Orbene, si sentiva la mancanza dell'ennesimo prodotto sul soggetto "Arrivare a te", tanti più che era già stato posto in visione 13 anni prima un Live Action?
Premesso che ho solo visto l'anime (first e second season) e che non sono riuscito a reperire in rete informazioni sulla logica retrostante la produzione da parte del colosso del mondo streaming, mi limito a esprimere qualche considerazione sull'opera che a differenza del precedente Live Action (film di oltre 2 ore) è stata sviluppata come una serie vera e propria di 12 episodi.
I confronti, purtroppo, non sono in grado di poterli esprimere, sebbene il vecchio Live Action era stato apprezzato più per le capacità recitative degli attori e per la loro fisionomia azzeccata rispetto ai personaggi dell'anime che per lo sviluppo della trama: ridurre un'opera "corposa" ed estremamente diluita tra equivoci, tira e molla, indecisioni continue, fraintendimenti, incidenti di percorso, ecc come "Kimi ni todoke" in sole 2 ore è un'impresa titanica. Se, da quanto ho letto, il primo Live Action è comunque stato apprezzato, significa che la produzione è comunque riuscita a fare centro, sebbene erano gli anni in cui l'opera era sugli scudi...

Ho iniziato la recensione con il verbo "riesumare": così di primo acchito, mi è sembrata un'operazione che denota mancanza di fantasia e coraggio, un po' ispirata al "meglio l'usato sicuro e garantito" piuttosto che provare con qualche opera non ancora sfruttata o trasposta in serie. Concedo l'attenuante che il nuovo live action sviluppa in modo più ampio la storia in modo da rendere un po' meglio la trama e i personaggi. E per farlo ingaggia anche un discreto cast di attori, perlomeno per i protagonisti Sawako e Shota, rispettivamente Sara Minami e Ouji Suzuka (che nonostante la mia scarsa esperienza in dorama l'ho già trovato nella serie "Horimiya" e "Silent").
La prima è una modella che in parallelo ha sviluppato anche la carriera di attrice interpretando svariati film e serie fin dal 2016, vicendo ben due premi nel 2018 e nel 2019 come miglior artista esordiente con il film "Shino Can't Say Her Name".
Il secondo ha già un'ampia partecipazioni a live action, film e programmi TV fin dalla fine dello scorso decennio e come già scritto l'ho potuto apprezzare in Hoimyia e Silent.

Voci tratte da una raccolta:
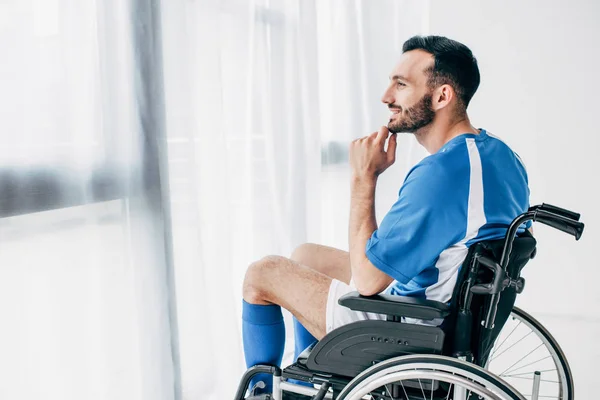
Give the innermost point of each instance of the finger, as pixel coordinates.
(392, 144)
(382, 134)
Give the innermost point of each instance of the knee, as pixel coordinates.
(255, 289)
(303, 254)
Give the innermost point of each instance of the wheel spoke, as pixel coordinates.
(512, 345)
(449, 391)
(422, 391)
(522, 358)
(404, 390)
(504, 341)
(526, 365)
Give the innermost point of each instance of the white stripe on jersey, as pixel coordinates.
(450, 259)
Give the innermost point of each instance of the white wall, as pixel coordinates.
(540, 92)
(539, 62)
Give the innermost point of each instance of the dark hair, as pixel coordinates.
(454, 65)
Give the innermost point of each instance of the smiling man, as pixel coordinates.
(469, 189)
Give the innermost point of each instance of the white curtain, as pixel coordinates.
(262, 100)
(84, 287)
(125, 236)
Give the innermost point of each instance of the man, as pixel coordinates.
(469, 189)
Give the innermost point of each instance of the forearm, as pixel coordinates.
(367, 278)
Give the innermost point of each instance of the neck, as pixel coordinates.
(438, 133)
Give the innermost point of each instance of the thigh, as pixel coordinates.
(330, 261)
(299, 289)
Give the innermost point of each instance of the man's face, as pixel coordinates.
(408, 96)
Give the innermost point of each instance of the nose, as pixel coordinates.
(388, 97)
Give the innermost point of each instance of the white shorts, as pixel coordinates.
(339, 315)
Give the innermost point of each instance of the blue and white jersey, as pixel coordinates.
(469, 191)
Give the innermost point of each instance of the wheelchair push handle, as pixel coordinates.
(560, 222)
(557, 210)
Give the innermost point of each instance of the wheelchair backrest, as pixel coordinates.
(482, 340)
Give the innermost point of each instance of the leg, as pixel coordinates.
(326, 260)
(295, 287)
(330, 261)
(275, 282)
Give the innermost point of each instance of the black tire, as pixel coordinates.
(560, 359)
(433, 363)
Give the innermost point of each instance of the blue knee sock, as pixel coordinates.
(302, 337)
(263, 333)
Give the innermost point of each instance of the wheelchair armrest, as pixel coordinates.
(398, 306)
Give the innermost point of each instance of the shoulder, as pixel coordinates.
(442, 169)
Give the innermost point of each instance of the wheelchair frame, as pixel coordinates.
(329, 362)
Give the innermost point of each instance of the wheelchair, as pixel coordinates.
(484, 348)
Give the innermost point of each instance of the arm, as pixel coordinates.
(368, 279)
(368, 160)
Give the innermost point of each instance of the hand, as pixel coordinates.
(368, 157)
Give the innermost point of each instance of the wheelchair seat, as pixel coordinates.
(458, 335)
(350, 349)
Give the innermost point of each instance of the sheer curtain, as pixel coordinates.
(84, 266)
(262, 100)
(149, 152)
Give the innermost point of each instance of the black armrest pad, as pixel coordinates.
(399, 306)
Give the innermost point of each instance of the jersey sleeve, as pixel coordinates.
(429, 215)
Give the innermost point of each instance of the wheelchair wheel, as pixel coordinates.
(427, 377)
(523, 347)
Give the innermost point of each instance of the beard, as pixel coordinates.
(411, 119)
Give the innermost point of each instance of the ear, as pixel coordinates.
(442, 97)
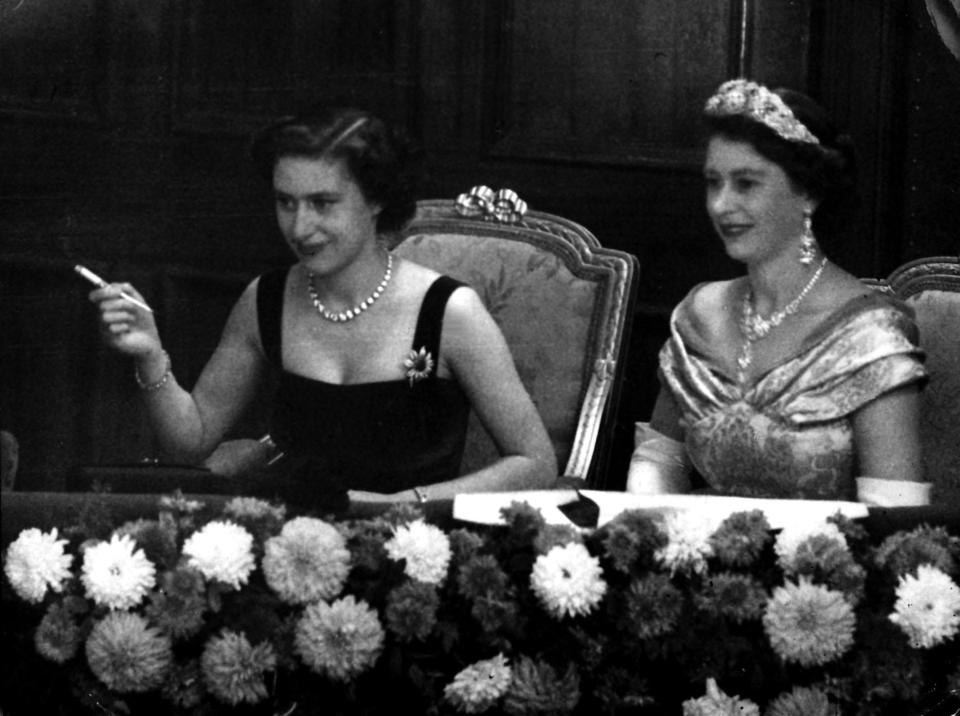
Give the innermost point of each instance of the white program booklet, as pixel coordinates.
(484, 508)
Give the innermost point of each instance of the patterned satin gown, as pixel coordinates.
(789, 434)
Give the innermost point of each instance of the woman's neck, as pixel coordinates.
(778, 281)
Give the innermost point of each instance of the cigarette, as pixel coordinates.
(100, 283)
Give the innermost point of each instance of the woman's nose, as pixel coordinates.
(304, 222)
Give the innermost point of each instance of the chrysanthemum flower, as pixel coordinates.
(116, 574)
(222, 551)
(902, 552)
(478, 687)
(425, 548)
(632, 539)
(35, 562)
(927, 607)
(537, 688)
(411, 610)
(184, 685)
(307, 561)
(568, 580)
(717, 703)
(482, 576)
(178, 606)
(740, 538)
(829, 562)
(688, 542)
(57, 637)
(339, 640)
(653, 606)
(127, 654)
(233, 669)
(738, 597)
(801, 701)
(809, 623)
(792, 536)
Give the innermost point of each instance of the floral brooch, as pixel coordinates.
(419, 365)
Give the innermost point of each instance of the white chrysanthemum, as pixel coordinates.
(568, 580)
(307, 561)
(688, 542)
(35, 562)
(425, 548)
(928, 607)
(809, 623)
(222, 551)
(116, 574)
(792, 536)
(477, 687)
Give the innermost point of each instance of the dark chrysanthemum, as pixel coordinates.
(555, 536)
(57, 637)
(464, 544)
(537, 689)
(233, 668)
(184, 685)
(829, 562)
(652, 606)
(339, 640)
(631, 539)
(738, 597)
(483, 576)
(741, 538)
(127, 654)
(179, 605)
(901, 553)
(411, 610)
(801, 701)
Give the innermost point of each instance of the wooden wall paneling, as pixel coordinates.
(235, 71)
(52, 60)
(47, 368)
(931, 189)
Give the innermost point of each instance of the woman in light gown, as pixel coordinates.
(795, 380)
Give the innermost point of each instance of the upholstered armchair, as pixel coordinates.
(562, 300)
(931, 286)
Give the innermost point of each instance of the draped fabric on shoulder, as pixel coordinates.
(384, 436)
(789, 434)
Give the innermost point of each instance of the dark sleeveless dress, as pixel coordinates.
(384, 436)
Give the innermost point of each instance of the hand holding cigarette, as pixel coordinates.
(100, 283)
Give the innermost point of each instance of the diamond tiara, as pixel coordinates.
(749, 99)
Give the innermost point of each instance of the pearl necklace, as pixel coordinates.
(754, 326)
(350, 313)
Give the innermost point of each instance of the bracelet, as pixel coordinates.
(155, 386)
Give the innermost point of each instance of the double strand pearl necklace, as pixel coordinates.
(753, 326)
(350, 313)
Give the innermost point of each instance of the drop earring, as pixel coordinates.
(808, 242)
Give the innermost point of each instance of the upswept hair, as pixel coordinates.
(826, 171)
(383, 160)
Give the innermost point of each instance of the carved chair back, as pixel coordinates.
(931, 286)
(563, 302)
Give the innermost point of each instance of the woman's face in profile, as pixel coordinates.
(752, 203)
(322, 212)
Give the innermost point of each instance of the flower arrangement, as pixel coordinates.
(248, 609)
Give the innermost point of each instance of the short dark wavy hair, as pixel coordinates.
(384, 161)
(827, 172)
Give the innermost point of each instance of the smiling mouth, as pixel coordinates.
(732, 231)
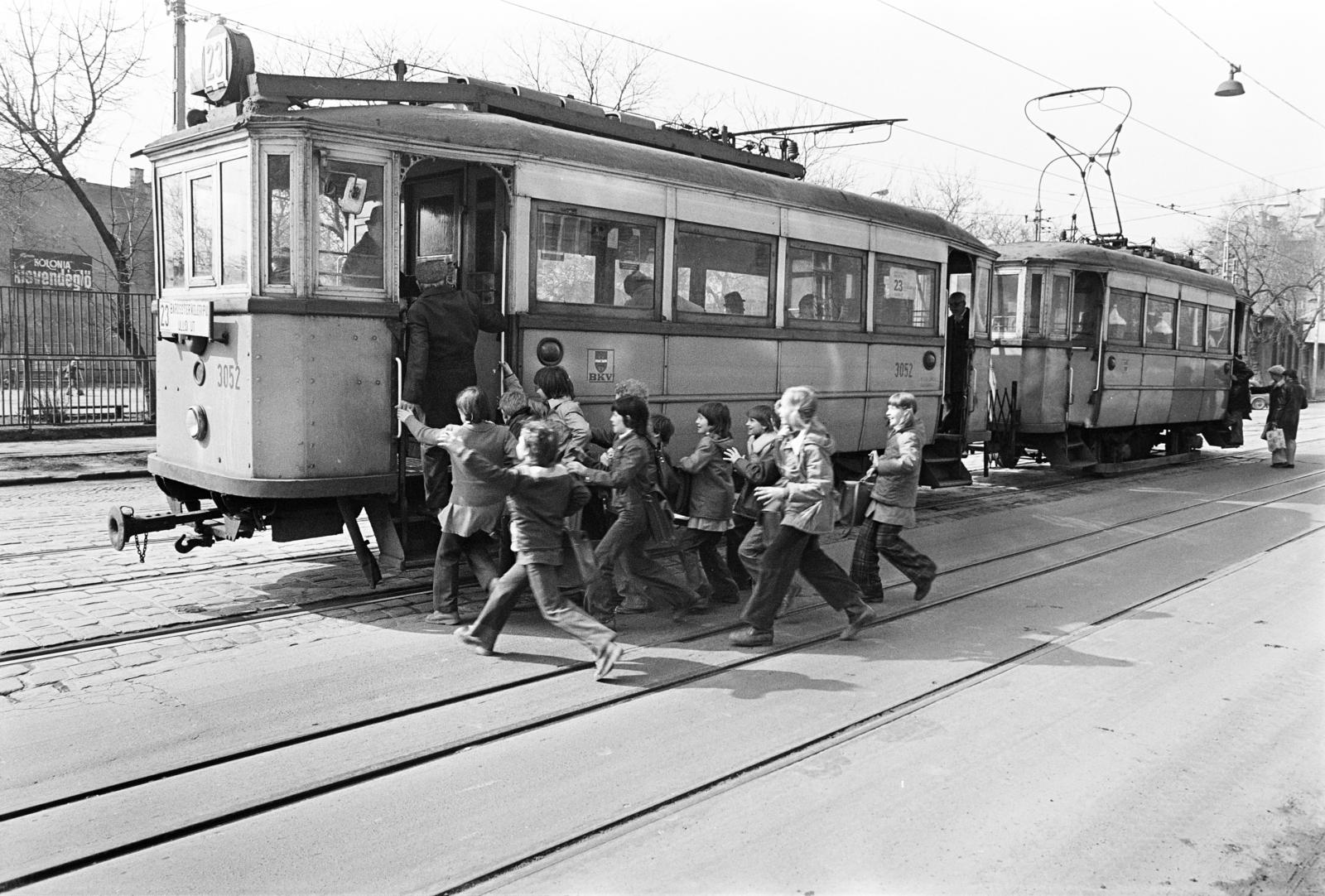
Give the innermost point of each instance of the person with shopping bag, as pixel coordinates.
(892, 507)
(805, 498)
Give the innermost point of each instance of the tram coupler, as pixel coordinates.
(123, 524)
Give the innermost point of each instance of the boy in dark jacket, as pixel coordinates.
(541, 494)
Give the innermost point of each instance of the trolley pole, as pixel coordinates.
(176, 10)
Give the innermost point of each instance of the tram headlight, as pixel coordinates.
(195, 422)
(550, 351)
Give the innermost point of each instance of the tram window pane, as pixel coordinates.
(1159, 313)
(1192, 325)
(278, 219)
(235, 222)
(1004, 318)
(1221, 325)
(1125, 317)
(595, 262)
(1033, 305)
(172, 231)
(823, 285)
(203, 225)
(722, 275)
(350, 224)
(904, 296)
(1055, 316)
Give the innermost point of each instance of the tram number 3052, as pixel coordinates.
(229, 377)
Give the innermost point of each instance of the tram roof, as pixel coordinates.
(479, 130)
(1093, 256)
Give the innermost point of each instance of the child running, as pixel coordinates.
(541, 494)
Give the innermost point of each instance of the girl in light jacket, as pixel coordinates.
(711, 507)
(805, 494)
(892, 507)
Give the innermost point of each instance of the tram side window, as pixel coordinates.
(1221, 326)
(823, 287)
(278, 211)
(1192, 325)
(595, 262)
(1125, 317)
(1004, 315)
(350, 224)
(1033, 305)
(1159, 313)
(172, 231)
(904, 296)
(722, 275)
(235, 205)
(1055, 316)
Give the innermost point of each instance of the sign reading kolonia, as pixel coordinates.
(51, 269)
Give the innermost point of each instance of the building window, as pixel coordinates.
(720, 273)
(823, 287)
(905, 296)
(593, 260)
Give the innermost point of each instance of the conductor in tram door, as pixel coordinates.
(474, 513)
(805, 498)
(958, 340)
(629, 468)
(443, 328)
(364, 263)
(892, 507)
(541, 494)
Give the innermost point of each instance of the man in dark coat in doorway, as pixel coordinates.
(443, 328)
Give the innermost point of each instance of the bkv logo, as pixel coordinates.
(602, 364)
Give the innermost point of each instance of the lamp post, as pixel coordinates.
(1039, 185)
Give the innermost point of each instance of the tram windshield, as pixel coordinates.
(350, 223)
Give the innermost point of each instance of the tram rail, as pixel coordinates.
(90, 805)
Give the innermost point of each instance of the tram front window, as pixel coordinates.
(350, 224)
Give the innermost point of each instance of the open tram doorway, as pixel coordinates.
(459, 212)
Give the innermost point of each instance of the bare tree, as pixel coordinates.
(1279, 264)
(59, 79)
(589, 66)
(956, 196)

Consegna 1:
Rispondi a queste domande sulla recensione della serie live action di "Kimi ni todoke":
(a) Di quanti episodi è composta la nuova serie?
(b) Quanto durava il precedente Live Action?
(c) Quale attrice interpreta Sawako?
Consegna 2: Trascrivi dalla recensione il passo che va da "Premesso che ho" a "di 12 episodi.".
Consegna 3: Per favore, prosegui la recensione della serie live action di "Kimi ni todoke" dal punto in cui si interrompe.

Risultato esercizio 1:
(a) 12 episodi.
(b) Oltre 2 ore.
(c) Sara Minami.

Risultato esercizio 2:
Premesso che ho solo visto l'anime (first e second season) e che non sono riuscito a reperire in rete informazioni sulla logica retrostante la produzione da parte del colosso del mondo streaming, mi limito a esprimere qualche considerazione sull'opera che a differenza del precedente Live Action (film di oltre 2 ore) è stata sviluppata come una serie vera e propria di 12 episodi.

Risultato esercizio 3:
Prima impressione sui due attori e sugli altri attori dei personaggi non protagonisti? Mi sono sembrati, a differenza di quelli utilizzati nel precedente live action, un po' troppo "adulti". Stiamo parlando comunque di ragazzi di 21 e 23 anni, ma, pur truccati in modo da renderli un pelo più giovani, sembrano più grandi anche se recitano tutto sommato bene.
Sara Minami, truccata in modo da sembrar avere un viso più spigoloso e magro (come la Sawako del manga), sembra centrata. E anche a livello recitativo riesce a rendere la timidezza e l'ingenuità del personaggio: lo sguardo perennemente abbassato e i silenzi prolungati sono snervanti ma appropriati al personaggio che poi evolve durante la serie diventando più sicura e determinata. L'attrice riesce a rendere anche questa evoluzione positiva.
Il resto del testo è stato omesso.